## Istruzioni del compito
Riproduca per intero il testo sul bond convertendo, senza cambiare nemmeno una parola.

## Estratto fornito
= = = = =

Uomo d'affari fa analisi di mercato

Il bond convertendo è un prestito obbligazionario a conversione obbligatoria che prevede la trasformazione del capitale investito in equity della società.

La conversione in quote o azioni avviene a condizioni prestabilite (c.d. “trigger events”) e, tipicamente, in un momento successivo rispetto all’operazione di investimento.

Solitamente, in un bond convertendo possiamo individuare tre elementi caratteristici: (i) un “discount” sulla valutazione del successivo aumento di capitale; (ii) un c.d. “cap” di conversione pari al valore massimo di conversione, per tutelare gli interessi dell’investitore; e (iii) un c.d. “floor” di conversione pari al valore minimo di conversione, con cui si protegge la posizione dei founder della società.

A differenza di un’operazione di aumento di capitale, il convertendo non richiede un atto notarile, necessitando di una scrittura privata tra i soci esistenti e i nuovi finanziatori che assicura una riduzione dei costi una semplificazione della procedura.

= = = = =

## Dati estratti
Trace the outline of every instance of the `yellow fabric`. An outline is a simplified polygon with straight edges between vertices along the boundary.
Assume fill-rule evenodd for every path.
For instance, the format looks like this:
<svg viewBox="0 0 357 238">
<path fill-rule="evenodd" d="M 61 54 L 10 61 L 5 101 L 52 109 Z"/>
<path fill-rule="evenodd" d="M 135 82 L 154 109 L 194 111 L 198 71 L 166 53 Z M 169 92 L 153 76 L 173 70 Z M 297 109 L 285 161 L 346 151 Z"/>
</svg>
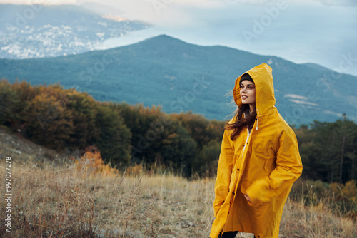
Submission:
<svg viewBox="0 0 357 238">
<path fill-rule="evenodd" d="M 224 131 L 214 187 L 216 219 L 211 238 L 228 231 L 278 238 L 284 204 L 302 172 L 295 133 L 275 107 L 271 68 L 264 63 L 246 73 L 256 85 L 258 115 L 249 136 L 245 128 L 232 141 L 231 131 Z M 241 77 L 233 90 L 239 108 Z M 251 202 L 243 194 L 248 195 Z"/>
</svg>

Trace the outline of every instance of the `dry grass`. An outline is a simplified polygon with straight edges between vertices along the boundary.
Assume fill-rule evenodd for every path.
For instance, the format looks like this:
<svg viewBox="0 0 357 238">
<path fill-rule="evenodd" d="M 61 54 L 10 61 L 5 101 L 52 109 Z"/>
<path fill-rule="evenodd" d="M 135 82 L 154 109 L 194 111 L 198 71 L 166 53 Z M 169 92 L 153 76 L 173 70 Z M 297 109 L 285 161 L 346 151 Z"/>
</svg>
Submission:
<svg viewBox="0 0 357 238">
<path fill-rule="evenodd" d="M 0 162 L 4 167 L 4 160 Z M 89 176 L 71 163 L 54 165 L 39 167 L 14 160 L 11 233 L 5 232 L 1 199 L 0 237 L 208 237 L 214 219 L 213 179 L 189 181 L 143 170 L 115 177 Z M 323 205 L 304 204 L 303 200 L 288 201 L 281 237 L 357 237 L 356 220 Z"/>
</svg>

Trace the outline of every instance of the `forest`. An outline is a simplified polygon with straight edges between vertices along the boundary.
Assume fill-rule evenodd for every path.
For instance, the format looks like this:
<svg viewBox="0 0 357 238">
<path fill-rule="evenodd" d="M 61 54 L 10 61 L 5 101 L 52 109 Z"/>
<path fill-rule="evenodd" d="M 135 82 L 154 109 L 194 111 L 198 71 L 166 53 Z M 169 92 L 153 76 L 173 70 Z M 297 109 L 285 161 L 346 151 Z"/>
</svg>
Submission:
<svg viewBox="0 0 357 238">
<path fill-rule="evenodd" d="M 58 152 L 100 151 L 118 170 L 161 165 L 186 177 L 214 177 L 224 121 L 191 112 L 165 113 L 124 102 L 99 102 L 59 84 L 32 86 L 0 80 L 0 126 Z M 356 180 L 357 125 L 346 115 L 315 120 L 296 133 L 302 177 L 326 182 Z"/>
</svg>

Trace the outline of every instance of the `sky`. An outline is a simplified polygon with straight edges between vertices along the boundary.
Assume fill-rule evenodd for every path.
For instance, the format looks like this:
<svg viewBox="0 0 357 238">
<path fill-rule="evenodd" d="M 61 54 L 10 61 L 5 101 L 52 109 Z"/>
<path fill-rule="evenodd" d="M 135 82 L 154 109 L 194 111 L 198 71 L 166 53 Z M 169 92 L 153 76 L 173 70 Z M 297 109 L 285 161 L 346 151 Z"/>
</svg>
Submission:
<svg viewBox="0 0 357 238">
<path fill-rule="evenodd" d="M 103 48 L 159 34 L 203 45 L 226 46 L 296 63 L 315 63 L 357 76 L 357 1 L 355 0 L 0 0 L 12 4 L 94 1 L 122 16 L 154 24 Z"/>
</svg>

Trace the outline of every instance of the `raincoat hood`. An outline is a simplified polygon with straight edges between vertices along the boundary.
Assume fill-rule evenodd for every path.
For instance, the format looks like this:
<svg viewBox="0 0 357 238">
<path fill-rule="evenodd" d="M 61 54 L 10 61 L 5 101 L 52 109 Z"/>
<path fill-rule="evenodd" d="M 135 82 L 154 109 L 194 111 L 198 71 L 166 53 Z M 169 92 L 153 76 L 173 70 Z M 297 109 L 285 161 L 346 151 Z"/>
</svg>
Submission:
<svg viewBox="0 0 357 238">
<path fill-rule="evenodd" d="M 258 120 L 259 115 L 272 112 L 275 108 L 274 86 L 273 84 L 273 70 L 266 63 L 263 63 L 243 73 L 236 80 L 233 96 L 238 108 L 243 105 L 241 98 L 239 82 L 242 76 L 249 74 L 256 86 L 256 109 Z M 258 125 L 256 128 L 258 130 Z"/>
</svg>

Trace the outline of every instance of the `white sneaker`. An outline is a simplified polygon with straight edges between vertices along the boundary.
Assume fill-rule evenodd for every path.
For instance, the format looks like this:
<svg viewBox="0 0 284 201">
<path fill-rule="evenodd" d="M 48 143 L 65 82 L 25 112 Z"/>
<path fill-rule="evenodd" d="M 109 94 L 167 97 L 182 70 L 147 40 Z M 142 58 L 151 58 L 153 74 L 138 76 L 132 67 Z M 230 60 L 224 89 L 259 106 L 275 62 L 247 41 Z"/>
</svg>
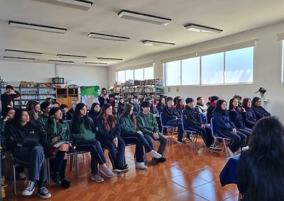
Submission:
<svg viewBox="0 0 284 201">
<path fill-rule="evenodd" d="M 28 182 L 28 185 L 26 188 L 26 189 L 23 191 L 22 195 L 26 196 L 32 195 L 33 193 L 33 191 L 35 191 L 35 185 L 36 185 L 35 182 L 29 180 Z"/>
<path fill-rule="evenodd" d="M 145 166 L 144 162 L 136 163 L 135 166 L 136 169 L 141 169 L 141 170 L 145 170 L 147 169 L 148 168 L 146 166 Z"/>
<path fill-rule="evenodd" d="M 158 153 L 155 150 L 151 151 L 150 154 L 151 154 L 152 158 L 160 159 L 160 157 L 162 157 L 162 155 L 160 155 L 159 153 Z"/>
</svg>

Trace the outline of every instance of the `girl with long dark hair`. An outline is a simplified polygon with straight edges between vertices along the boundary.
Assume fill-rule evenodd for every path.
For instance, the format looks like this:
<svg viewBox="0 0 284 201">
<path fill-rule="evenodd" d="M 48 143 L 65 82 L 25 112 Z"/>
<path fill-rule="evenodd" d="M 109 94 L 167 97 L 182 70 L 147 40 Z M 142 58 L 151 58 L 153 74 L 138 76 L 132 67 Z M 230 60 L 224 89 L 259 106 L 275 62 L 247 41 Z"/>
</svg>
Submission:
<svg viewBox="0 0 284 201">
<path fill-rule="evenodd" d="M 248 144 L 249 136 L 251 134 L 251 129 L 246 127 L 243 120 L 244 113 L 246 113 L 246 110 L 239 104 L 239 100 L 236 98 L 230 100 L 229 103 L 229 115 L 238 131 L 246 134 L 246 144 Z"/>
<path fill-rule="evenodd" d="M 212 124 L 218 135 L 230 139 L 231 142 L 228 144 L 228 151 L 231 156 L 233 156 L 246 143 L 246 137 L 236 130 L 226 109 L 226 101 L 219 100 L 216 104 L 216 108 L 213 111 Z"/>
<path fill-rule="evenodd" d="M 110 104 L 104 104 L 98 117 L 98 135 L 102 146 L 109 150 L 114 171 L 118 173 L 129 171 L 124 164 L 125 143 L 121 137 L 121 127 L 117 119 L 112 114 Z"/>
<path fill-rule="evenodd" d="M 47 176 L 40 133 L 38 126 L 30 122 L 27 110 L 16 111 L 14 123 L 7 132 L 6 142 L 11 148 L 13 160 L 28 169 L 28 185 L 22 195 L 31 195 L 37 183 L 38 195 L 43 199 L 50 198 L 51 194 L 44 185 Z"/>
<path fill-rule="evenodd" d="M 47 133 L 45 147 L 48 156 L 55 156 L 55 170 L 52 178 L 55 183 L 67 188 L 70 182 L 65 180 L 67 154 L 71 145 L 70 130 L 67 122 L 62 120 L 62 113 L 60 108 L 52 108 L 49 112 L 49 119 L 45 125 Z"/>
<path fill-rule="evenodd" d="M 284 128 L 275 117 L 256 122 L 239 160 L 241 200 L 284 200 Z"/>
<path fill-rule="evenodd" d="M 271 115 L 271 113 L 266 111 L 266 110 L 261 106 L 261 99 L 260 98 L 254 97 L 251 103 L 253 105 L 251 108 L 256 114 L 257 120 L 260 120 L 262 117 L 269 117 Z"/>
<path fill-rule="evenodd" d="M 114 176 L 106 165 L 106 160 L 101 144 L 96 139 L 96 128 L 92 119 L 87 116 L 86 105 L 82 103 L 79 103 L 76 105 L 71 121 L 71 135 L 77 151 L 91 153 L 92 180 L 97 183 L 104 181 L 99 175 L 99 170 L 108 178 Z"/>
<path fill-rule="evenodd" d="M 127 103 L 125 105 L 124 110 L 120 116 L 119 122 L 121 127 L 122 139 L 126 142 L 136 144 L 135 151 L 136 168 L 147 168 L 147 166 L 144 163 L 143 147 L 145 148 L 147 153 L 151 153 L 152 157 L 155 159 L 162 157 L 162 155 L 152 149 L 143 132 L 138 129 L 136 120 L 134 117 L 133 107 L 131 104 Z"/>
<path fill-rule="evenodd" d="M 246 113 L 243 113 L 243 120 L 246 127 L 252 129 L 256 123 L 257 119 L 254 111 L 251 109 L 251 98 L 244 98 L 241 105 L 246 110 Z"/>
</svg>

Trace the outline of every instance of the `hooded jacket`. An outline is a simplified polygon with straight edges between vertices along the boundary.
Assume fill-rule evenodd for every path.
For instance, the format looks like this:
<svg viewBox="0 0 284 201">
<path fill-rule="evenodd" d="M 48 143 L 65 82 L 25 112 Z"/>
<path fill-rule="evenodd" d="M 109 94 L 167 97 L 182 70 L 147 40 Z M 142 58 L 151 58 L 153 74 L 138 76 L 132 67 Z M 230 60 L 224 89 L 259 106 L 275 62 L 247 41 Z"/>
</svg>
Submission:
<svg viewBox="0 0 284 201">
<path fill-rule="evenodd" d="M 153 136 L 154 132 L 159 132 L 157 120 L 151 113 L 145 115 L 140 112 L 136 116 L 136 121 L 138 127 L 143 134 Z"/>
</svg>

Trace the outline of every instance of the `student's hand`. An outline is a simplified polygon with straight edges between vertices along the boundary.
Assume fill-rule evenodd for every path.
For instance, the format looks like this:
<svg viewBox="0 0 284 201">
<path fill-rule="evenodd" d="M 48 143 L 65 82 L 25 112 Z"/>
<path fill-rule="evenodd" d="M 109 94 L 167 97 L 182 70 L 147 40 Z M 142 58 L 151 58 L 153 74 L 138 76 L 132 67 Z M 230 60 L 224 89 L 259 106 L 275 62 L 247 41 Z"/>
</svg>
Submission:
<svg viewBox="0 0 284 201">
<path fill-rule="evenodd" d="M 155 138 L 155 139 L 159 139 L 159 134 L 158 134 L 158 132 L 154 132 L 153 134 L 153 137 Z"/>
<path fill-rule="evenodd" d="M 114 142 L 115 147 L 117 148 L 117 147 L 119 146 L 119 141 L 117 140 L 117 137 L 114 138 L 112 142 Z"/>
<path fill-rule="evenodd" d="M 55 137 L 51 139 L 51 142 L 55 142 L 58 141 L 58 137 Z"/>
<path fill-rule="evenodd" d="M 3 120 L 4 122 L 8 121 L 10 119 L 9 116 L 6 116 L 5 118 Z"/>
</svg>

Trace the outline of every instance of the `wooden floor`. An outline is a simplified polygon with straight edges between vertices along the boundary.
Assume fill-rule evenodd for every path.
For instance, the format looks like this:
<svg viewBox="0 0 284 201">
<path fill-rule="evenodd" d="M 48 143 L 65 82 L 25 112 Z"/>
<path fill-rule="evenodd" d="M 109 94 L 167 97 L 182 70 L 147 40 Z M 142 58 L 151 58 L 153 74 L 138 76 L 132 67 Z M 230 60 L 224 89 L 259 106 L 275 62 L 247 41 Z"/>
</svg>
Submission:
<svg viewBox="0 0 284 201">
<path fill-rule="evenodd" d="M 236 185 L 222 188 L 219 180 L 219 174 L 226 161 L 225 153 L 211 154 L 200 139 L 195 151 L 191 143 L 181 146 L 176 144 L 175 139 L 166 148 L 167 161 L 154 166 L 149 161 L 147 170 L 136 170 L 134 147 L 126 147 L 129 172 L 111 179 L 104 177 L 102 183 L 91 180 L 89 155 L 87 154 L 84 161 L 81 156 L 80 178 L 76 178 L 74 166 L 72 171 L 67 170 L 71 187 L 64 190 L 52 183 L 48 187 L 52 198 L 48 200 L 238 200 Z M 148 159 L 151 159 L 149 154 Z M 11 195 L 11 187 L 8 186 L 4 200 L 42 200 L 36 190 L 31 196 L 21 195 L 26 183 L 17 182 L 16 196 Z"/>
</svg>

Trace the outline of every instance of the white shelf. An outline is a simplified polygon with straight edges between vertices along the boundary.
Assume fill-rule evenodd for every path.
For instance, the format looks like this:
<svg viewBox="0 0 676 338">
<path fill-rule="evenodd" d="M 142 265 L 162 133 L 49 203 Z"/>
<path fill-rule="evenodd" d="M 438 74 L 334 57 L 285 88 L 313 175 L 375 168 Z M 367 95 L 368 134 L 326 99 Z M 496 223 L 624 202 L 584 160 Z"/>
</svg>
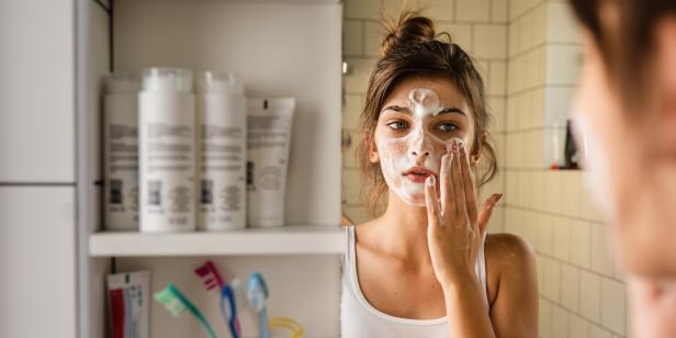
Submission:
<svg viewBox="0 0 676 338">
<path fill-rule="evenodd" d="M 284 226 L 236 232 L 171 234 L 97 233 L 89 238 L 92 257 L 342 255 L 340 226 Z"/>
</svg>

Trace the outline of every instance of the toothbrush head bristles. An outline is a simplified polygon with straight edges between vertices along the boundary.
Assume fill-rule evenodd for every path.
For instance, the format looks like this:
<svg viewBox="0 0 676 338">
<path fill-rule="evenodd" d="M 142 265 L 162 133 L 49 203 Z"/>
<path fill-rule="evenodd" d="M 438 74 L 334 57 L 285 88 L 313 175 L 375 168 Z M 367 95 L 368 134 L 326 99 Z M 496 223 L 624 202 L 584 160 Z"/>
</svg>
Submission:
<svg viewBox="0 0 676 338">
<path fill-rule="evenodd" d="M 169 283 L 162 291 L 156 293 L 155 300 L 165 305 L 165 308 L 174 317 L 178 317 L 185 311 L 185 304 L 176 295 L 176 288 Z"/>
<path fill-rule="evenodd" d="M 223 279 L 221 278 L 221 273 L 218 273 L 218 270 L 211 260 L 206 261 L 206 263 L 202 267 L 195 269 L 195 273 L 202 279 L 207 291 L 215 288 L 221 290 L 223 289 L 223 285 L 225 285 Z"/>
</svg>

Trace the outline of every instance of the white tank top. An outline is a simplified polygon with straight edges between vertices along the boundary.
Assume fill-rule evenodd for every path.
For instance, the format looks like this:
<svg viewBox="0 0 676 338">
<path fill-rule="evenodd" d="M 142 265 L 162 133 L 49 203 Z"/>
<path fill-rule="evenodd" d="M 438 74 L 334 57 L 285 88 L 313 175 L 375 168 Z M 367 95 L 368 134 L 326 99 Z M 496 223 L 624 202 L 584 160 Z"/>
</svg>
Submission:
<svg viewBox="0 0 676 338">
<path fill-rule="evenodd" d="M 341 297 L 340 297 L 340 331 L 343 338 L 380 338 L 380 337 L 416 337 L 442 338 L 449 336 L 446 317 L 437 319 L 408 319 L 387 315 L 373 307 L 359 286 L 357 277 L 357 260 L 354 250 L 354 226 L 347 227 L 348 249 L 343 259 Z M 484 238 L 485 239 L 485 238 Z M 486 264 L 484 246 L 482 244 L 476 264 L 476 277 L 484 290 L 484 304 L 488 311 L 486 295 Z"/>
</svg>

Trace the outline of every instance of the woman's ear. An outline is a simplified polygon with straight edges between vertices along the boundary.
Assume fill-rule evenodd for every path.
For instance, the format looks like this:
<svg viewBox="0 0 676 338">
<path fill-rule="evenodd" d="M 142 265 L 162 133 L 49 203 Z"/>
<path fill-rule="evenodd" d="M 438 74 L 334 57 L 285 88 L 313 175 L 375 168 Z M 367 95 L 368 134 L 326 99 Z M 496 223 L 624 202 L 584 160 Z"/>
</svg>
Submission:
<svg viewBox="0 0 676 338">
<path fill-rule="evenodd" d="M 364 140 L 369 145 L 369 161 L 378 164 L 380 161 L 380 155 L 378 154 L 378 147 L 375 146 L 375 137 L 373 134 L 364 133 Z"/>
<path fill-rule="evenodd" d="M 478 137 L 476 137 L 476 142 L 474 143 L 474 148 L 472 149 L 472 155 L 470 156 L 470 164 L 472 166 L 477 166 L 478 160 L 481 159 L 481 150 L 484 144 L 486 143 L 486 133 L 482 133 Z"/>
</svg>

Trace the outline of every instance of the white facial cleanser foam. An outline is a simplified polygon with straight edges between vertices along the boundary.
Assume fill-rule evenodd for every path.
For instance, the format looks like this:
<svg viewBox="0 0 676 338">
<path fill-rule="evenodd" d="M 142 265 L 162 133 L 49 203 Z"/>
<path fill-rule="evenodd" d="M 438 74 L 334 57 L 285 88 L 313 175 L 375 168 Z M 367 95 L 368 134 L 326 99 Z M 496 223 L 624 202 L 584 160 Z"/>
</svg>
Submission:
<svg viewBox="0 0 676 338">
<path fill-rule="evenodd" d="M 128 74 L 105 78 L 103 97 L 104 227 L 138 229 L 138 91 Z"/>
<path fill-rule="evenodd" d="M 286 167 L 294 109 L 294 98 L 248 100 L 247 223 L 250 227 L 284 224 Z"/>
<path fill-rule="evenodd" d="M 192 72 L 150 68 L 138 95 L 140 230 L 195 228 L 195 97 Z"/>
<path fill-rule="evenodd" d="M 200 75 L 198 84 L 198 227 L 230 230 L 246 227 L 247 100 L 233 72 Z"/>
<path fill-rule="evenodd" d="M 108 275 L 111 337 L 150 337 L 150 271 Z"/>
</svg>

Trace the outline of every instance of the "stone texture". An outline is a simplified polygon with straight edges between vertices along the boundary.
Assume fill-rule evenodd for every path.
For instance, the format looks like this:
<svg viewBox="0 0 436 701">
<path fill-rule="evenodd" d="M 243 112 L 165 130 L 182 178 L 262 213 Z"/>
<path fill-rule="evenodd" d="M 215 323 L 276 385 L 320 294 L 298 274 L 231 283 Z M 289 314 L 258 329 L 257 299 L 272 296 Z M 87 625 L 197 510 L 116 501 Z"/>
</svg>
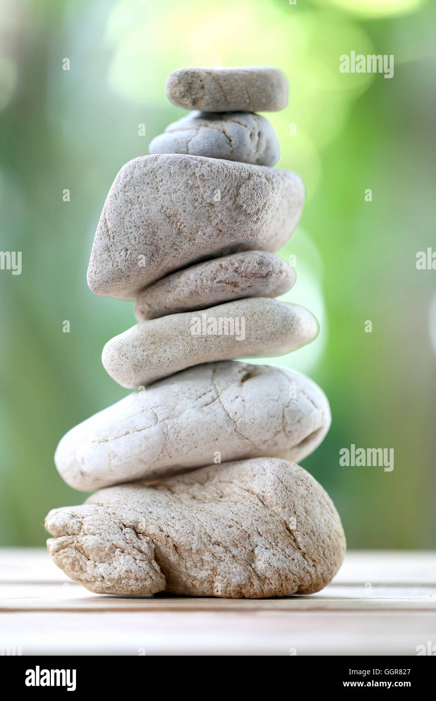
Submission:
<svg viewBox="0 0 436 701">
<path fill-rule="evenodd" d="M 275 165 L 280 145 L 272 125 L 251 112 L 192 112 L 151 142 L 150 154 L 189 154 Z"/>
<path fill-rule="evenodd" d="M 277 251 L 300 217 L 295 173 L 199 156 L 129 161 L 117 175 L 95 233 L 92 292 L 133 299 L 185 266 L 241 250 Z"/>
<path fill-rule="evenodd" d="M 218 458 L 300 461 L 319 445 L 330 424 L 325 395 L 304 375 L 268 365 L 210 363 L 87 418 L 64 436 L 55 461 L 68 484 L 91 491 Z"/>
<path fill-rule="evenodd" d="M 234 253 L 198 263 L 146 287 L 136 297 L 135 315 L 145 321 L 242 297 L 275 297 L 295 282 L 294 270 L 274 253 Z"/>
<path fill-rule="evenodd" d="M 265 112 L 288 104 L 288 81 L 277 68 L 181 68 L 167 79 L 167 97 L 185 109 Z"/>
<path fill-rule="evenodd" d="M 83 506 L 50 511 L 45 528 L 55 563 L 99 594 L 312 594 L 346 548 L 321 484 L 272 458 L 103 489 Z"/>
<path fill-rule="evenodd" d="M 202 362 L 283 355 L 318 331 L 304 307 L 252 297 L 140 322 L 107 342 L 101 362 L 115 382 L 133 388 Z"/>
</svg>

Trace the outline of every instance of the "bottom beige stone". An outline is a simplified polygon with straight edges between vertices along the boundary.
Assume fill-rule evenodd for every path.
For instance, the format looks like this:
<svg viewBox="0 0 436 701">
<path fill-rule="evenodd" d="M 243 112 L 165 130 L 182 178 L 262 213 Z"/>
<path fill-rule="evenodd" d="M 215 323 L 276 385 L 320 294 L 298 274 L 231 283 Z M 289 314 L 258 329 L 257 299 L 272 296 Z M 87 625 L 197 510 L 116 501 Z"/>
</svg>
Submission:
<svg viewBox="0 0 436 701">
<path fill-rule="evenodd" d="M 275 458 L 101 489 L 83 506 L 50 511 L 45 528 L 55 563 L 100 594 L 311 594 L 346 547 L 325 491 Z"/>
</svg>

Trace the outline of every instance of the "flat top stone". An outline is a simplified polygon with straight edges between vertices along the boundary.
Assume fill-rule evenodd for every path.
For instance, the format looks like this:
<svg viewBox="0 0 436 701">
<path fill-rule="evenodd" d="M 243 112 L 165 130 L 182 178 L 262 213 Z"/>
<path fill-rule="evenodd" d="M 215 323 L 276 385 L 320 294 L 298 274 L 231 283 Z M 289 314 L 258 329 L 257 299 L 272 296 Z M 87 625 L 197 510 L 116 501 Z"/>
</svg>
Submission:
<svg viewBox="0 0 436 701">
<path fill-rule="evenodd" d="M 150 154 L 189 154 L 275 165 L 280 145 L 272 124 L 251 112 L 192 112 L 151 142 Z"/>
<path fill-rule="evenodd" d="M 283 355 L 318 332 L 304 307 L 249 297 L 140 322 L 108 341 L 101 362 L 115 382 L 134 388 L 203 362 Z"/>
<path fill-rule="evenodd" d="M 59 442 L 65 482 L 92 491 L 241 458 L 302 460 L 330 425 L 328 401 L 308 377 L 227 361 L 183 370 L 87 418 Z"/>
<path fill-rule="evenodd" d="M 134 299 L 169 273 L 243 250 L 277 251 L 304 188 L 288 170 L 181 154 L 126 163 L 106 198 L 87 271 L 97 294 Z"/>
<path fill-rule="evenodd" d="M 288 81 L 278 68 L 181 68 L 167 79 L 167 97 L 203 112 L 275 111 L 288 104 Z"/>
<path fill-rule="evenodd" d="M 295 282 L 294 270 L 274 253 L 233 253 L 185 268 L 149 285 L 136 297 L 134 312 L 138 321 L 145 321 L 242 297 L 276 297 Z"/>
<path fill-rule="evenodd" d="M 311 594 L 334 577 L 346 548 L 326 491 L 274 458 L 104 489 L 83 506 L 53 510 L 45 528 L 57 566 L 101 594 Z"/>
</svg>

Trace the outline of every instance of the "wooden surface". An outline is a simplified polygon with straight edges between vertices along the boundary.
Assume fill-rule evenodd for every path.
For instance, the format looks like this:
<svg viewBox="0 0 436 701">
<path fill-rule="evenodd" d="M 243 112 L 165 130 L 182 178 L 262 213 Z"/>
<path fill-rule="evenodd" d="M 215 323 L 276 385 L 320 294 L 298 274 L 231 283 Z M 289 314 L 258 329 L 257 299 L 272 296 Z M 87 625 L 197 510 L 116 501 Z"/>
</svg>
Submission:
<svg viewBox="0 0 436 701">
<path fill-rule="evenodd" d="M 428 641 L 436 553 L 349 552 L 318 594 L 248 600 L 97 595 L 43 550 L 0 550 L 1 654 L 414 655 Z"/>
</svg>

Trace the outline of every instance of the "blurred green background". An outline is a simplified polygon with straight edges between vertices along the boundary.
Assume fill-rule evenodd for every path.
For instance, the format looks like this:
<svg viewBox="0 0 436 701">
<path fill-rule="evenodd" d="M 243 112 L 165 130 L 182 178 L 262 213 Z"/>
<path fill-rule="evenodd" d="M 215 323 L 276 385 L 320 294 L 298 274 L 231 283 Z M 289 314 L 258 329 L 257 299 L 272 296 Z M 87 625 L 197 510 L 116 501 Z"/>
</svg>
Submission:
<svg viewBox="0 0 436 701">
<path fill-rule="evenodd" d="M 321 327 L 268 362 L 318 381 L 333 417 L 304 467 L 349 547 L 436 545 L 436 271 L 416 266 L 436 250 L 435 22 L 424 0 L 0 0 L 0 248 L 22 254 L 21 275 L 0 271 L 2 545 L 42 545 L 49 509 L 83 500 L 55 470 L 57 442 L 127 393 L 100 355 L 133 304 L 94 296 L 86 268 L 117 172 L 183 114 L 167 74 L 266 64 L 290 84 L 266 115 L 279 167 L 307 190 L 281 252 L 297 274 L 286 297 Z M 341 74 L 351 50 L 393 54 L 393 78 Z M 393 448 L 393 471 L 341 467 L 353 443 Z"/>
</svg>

= = = = =

## Risultato del compito
Uomo d'affari fa analisi di mercato

Il bond convertendo è un prestito obbligazionario a conversione obbligatoria che prevede la trasformazione del capitale investito in equity della società.

La conversione in quote o azioni avviene a condizioni prestabilite (c.d. “trigger events”) e, tipicamente, in un momento successivo rispetto all’operazione di investimento.

Solitamente, in un bond convertendo possiamo individuare tre elementi caratteristici: (i) un “discount” sulla valutazione del successivo aumento di capitale; (ii) un c.d. “cap” di conversione pari al valore massimo di conversione, per tutelare gli interessi dell’investitore; e (iii) un c.d. “floor” di conversione pari al valore minimo di conversione, con cui si protegge la posizione dei founder della società.

A differenza di un’operazione di aumento di capitale, il convertendo non richiede un atto notarile, necessitando di una scrittura privata tra i soci esistenti e i nuovi finanziatori che assicura una riduzione dei costi una semplificazione della procedura.